#### [Material for the task]
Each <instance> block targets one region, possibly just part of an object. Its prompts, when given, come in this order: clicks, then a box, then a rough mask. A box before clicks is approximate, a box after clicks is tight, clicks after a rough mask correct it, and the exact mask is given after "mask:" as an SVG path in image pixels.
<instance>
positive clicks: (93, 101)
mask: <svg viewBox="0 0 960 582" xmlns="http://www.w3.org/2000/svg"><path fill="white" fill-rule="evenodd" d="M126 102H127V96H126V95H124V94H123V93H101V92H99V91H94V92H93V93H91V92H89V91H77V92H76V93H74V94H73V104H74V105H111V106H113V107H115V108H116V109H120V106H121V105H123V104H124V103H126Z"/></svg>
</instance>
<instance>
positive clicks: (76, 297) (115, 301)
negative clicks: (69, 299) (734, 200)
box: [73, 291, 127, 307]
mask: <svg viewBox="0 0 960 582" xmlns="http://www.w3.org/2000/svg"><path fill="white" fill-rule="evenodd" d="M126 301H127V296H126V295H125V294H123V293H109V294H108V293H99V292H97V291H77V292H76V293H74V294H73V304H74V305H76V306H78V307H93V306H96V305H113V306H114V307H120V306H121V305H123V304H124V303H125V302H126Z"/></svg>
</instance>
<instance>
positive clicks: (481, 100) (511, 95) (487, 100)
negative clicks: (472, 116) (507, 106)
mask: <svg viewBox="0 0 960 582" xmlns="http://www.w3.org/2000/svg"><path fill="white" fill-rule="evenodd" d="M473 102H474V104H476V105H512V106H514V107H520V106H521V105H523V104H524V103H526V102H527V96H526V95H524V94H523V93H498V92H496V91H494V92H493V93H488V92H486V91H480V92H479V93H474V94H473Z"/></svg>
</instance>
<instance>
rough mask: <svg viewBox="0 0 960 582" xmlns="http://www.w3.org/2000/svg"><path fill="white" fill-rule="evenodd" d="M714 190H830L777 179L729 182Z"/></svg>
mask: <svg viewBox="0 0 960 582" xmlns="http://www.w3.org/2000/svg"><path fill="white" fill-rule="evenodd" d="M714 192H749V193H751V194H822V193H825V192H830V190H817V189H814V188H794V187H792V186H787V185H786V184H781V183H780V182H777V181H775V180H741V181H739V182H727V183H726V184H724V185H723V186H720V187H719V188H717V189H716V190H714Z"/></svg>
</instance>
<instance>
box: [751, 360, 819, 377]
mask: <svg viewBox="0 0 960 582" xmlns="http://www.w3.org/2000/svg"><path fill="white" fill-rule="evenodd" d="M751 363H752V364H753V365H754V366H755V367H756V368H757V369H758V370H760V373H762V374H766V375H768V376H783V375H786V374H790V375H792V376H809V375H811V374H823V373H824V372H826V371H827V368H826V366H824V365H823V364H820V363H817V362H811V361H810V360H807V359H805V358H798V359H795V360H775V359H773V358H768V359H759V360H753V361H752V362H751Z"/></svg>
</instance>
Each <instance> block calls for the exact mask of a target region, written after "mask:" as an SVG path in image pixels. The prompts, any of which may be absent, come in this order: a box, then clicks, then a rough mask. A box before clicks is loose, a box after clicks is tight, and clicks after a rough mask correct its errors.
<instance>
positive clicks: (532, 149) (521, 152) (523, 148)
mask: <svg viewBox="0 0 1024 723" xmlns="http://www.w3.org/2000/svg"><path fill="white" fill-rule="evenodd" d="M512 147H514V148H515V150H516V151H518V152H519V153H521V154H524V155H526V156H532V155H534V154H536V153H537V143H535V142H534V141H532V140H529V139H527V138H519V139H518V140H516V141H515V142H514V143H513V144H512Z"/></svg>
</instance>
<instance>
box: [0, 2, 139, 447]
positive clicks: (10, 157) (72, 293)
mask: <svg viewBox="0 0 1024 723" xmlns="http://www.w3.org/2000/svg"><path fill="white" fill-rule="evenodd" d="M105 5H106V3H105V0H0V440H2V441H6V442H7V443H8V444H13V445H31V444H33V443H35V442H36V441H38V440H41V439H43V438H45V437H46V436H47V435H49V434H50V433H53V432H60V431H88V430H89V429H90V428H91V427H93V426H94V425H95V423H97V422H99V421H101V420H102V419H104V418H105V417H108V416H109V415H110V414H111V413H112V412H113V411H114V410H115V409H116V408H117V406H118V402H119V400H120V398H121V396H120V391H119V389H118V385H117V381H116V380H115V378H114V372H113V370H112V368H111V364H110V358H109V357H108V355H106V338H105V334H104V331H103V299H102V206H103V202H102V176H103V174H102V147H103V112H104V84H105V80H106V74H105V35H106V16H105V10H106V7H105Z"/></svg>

#### [The task]
The records are to be retyped exactly. No line may be skipped.

#### [Output below]
Each <instance> block targets one region, possibly just part of an object. Its prompts, when given, come in this order: clicks, then a box, then a rough mask. A box before clicks is approximate, a box after clicks is tight, clicks after a rough mask correct it, and the exact mask is given after "mask:" as an SVG path in image pixels.
<instance>
positive clicks: (93, 101)
mask: <svg viewBox="0 0 960 582" xmlns="http://www.w3.org/2000/svg"><path fill="white" fill-rule="evenodd" d="M126 102H127V96H126V95H124V94H123V93H101V92H99V91H94V92H93V93H91V92H89V91H77V92H76V93H74V94H73V104H74V105H111V106H113V107H115V108H116V109H120V106H121V105H123V104H124V103H126Z"/></svg>
</instance>
<instance>
positive clicks: (76, 297) (115, 301)
negative clicks: (69, 299) (734, 200)
box: [73, 291, 127, 307]
mask: <svg viewBox="0 0 960 582" xmlns="http://www.w3.org/2000/svg"><path fill="white" fill-rule="evenodd" d="M126 301H127V296H126V295H125V294H123V293H109V294H108V293H99V292H97V291H77V292H76V293H74V294H73V304H74V305H76V306H78V307H93V306H96V305H113V306H114V307H120V306H121V305H123V304H124V303H125V302H126Z"/></svg>
</instance>
<instance>
positive clicks: (481, 100) (511, 95) (487, 100)
negative clicks: (472, 116) (507, 106)
mask: <svg viewBox="0 0 960 582" xmlns="http://www.w3.org/2000/svg"><path fill="white" fill-rule="evenodd" d="M473 102H474V104H476V105H512V106H514V107H520V106H521V105H523V104H524V103H526V102H527V96H526V95H524V94H523V93H498V92H496V91H494V92H493V93H488V92H486V91H480V92H479V93H474V94H473Z"/></svg>
</instance>
<instance>
rough mask: <svg viewBox="0 0 960 582" xmlns="http://www.w3.org/2000/svg"><path fill="white" fill-rule="evenodd" d="M714 190H830L777 179L729 182Z"/></svg>
mask: <svg viewBox="0 0 960 582" xmlns="http://www.w3.org/2000/svg"><path fill="white" fill-rule="evenodd" d="M714 192H749V193H751V194H822V193H825V192H830V190H817V189H814V188H794V187H792V186H787V185H786V184H781V183H780V182H777V181H775V180H741V181H739V182H727V183H726V184H724V185H723V186H720V187H719V188H717V189H716V190H714Z"/></svg>
</instance>
<instance>
box: [751, 360, 819, 377]
mask: <svg viewBox="0 0 960 582" xmlns="http://www.w3.org/2000/svg"><path fill="white" fill-rule="evenodd" d="M751 363H752V364H753V365H754V366H755V367H756V368H757V369H758V370H760V373H762V374H766V375H768V376H783V375H786V374H790V375H792V376H809V375H811V374H823V373H824V372H826V371H827V368H826V366H824V365H823V364H820V363H817V362H811V361H810V360H807V359H805V358H798V359H795V360H775V359H773V358H768V359H759V360H753V361H752V362H751Z"/></svg>
</instance>
Each <instance> block calls for the exact mask of a target region, written after "mask:" as an SVG path in image pixels. The prompts, any of which may be absent, come in this order: a box, then clicks, then a rough mask. A box before clicks is loose, a box after clicks is tight, and clicks after a rough mask correct its errors.
<instance>
positive clicks: (532, 149) (521, 152) (523, 148)
mask: <svg viewBox="0 0 1024 723" xmlns="http://www.w3.org/2000/svg"><path fill="white" fill-rule="evenodd" d="M512 147H514V148H515V150H516V151H518V152H519V153H521V154H524V155H526V156H532V155H534V154H536V153H537V143H535V142H534V141H532V140H529V139H527V138H519V139H518V140H516V141H515V142H514V143H513V144H512Z"/></svg>
</instance>
<instance>
box: [0, 2, 139, 447]
positive clicks: (10, 157) (72, 293)
mask: <svg viewBox="0 0 1024 723" xmlns="http://www.w3.org/2000/svg"><path fill="white" fill-rule="evenodd" d="M105 5H106V3H105V0H0V440H2V441H6V442H7V443H8V444H13V445H31V444H33V443H35V442H36V441H38V440H41V439H43V438H45V437H46V436H47V435H49V434H50V433H53V432H60V431H88V430H89V429H90V428H91V427H93V426H94V425H95V423H97V422H99V421H101V420H102V419H104V418H105V417H108V416H109V415H110V414H111V413H112V412H113V411H114V410H115V409H116V408H117V406H118V402H119V400H120V398H121V396H120V391H119V389H118V385H117V381H116V380H115V378H114V372H113V370H112V368H111V364H110V358H109V357H108V355H106V338H105V334H104V331H103V299H102V206H103V202H102V176H103V174H102V147H103V112H104V84H105V80H106V74H105V35H106V16H105V10H106V7H105Z"/></svg>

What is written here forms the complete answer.